TASK TO CARRY OUT: Please carry on the essay on American higher education and the Spellings Commission Report from the point where it stops.

TEXT PASSAGE:

* * *

Embracing Complexity

June 16, 2018

Originally written in September, 2006

 

We ignore complexity at our peril.  Cut corners in the manufacture of O-rings and you have the 1986 space shuttle Challenger disaster; underestimate the expertise required to mount a major disaster relief effort, and you have post-Katrina New Orleans.

 

Now the recently drafted Report on the Future of Higher Education (also known as The Spellings Commission Report) proposes a set of one-size-fits-all measures which, if adopted uncritically, could cripple America’s extremely varied and complex system of colleges and universities – a system that, imperfect as it may be, is currently the envy of the world and the engine for America’s economic, scientific, and technological leadership. Alarmingly, Education Department officials seem to be looking for ways to implement these recommendations without congressional approval.

 

To its credit, the Report makes a compelling case for higher education as an important national priority.  It effectively highlights the crisis in higher education affordability, especially for minorities and the poor. It recommends more federal support for need-based financial aid.  But it ignores the complexity of American higher education, and fails to appreciate the reasons for and the value of that complexity.  By advancing proposals that would homogenize higher education, the Commission missed an opportunity to rally America’s families, policymakers, and educators to the cause of building a stronger, more accessible, more affordable system. 

 

Make no mistake, America’s higher education system is extremely complex.  Its more than 4,200 institutions include public, private, for profit, technical, secular, and faith-based institutions with enrollments ranging from fewer than ten students to more than 115,000, four-year graduation rates ranging from less than 1% to more than 97%, costs ranging from a few hundred to more than forty-five thousand dollars per year, and teaching styles ranging from the intimate student-faculty interaction of residential liberal arts colleges to the on-demand (if less personal) on-line programs of the University of Phoenix.  Its students are part-time, full-time, traditional (18-22), non-traditional (adult), and graduate and professional with widely varying needs, ambitions, motivations, interests, and abilities. Colleges and universities prepare future engineers, scientists, rabbis, farmers, journalists, bankers, accountants, doctors, nurses, artists, technicians, , dancers, lawyers, and teachers.

 

America’s system of higher education is complex because the post-secondary educational needs and expectations of our citizens, our society, and our economy are extraordinarily varied. Sadly, by ignoring the system’s variety and the varied needs of its users, the Spellings Commission has produced a report that could inflict Katrina-like harm on our colleges and universities.

* * *

EXTRACTED DATA:
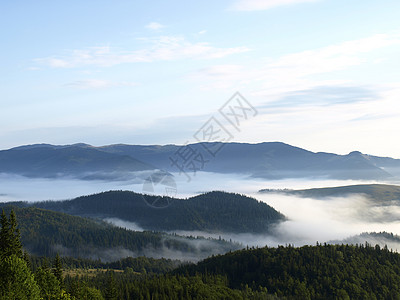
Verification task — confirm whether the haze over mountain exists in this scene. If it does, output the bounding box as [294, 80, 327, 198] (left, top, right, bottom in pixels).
[259, 184, 400, 205]
[0, 142, 400, 180]
[0, 191, 285, 233]
[3, 205, 243, 261]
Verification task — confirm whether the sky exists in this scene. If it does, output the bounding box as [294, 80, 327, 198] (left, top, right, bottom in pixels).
[0, 0, 400, 158]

* * *

ANSWER FOR THE TASK:
 

The difficulty begins almost immediately with the Report’s assumption that the sole purpose of higher education is workforce development.  As the father of a college senior, I am unabashedly in favor of preparing students for the world of work. But the purpose of higher education goes far beyond providing job skills. We also expect our postsecondary institutions to transmit values, develop civic virtue and leadership skills, refine aesthetic awareness, and nurture analytical abilities. Our marvelously complicated system of higher education is currently capable of meeting each of these objectives, depending on the interests, needs, and aptitude of the learner.  Admittedly, were higher education to be solely focused on workforce development, it could be much more efficient, dispensing with literature, history, philosophy, religion, music, and other “impractical” fields.  On the other hand, this narrow definition assumes that we know what skills the workforce will require and in what relative numbers – not just four years hence, but ten, twenty, and thirty years down the road. Anyone who has observed our economy over the past few decades will find this a highly dubious proposition.

 

Some of the Commission recommendations flowing from this assumption are simply naïve, promising what cannot be delivered. Others pave the way for intolerable government intrusion into individual privacy and academic freedom. A Department of Education database with extensive personal information on every student was already rejected as unacceptably intrusive by Congress in its recent reauthorization of the Higher Education Act – a position endorsed in a recent poll by over two-thirds of the American people.[1] The suggestion that institutional accreditation should be the responsibility of government bureaucrats is equally chilling.   Standardized testing for all institutions ignores the variety of students’ educational objectives and raises the specter of government control of the curriculum (the power to test is the power to determine what is taught). The elimination of barriers to transfer credits regardless of the nature of institutions would weaken American higher education by insisting on mindless standardization: the equivalent of making the nation’s transportation system “more efficient” by decreeing that all vehicles – trains, automobiles, motorcycles, buses, tractor-trailers, and airplanes – should have interchangeable wheels.

 

The Report simply ignores too many of the current system’s strengths and assets and discounts too many of its triumphs to represent a helpful contribution to the national dialogue on higher education. In its quest for simple solutions, the Spellings Commission has not only missed an opportunity to send a clear message about the necessity of public support for higher education, but has proposed measures that could substantially weaken a healthy system.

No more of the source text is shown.